Extend the news report below on Chiron's independent directors rejecting the Novartis buyout offer, picking up after its last sentence.

_Extract provided_:
________________

New York, Sept. 6 (Reuters): Independent directors of US drugmaker Chiron Corp have rejected as “inadequate” a $4.5-billion offer from Swiss group Novartis AG to acquire the 58 per cent of Chiron that Novartis does not already own for $40 a share in cash, Chiron said on Monday.

Novartis made its offer on September 1 in a bid to cement its presence in the vaccines business. A Novartis spokesman said the company had no comment on Chiron’s statement.

Emeryville, California-based Chiron is a flu vaccine maker that has struggled to bring plants in England and Germany up to regulatory standards over the last year.

“After a thorough analysis and consideration of Novartis’s offer to acquire the shares of Chiron it does not already own for $40 per share in cash, the independent directors of Chiron have determined that this offer is inadequate,” said Chiron in the statement.

The statement said in the 10 years that Novartis has been Chiron’s largest stockholder, Chiron has regularly discussed with Novartis a number of strategic initiatives, including mergers, significant acquisitions and other transactions.

“Chiron’s independent directors have not, however, solicited an offer to buy Chiron,” the statement added.

The Novartis offer on September 1 translated into a premium of about 10 per cent to Chiron’s closing share price on August 31. Chiron shares closed at $42.79 on Friday on Nasdaq. Analysts have said the proposed deal would make sense strategically and would give Novartis access to a range of vaccines at time when interest in vaccination is growing amid fears of a bird flu pandemic.

________________

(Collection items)
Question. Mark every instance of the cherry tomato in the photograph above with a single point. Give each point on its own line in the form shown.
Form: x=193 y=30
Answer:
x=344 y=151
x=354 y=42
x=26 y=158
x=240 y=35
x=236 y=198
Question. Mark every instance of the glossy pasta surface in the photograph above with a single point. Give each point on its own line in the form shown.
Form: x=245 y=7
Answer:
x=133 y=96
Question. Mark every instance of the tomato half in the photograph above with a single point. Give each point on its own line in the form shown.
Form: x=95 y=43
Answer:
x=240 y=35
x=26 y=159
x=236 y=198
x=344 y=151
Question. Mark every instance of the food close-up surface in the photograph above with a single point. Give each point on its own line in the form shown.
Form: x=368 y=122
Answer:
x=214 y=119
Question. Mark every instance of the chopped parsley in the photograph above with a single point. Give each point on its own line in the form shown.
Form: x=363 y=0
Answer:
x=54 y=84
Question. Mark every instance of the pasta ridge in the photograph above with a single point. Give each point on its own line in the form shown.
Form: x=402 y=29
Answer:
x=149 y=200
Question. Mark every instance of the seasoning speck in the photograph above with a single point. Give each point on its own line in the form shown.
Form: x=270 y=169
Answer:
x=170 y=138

________________

_Task answer_:
Chiron barely broke even in the second quarter of this year as problems at plants in Germany and the UK had the firm struggling to produce enough flu vaccine to supply customers before the coming winter.

However, FDA inspectors gave a favourable report after inspecting a plant in Liverpool, northwest England, and Chiron said it could start supplying the vaccine again by the 2005-2006 flu season

Novartis, the world’s No. 6 drugmaker by prescription sales, had sales of $28.2 billion in 2004 and a net profit of $5.8 billion. Chiron had 2004 sales of $1.7 billion.

Chiron operates three business segments ? the fast-growing vaccines division, blood testing, and BioPharmaceuticals, which makes drugs for infectious diseases and cancer.

Vaccines traditionally have been viewed as a low-growth, low-price business by comparison with mainstream therapeutic pharmaceuticals.

But the arrival of new technologies and a shake-out in the sector is changing that perspective and many industry experts now expect vaccines to show accelerated growth in coming years.

Britain's GlaxoSmithKline Plc, one of the world's leading suppliers, forecast in June the total vaccine market could quadruple by 2015 to between $30 billion and $43 billion.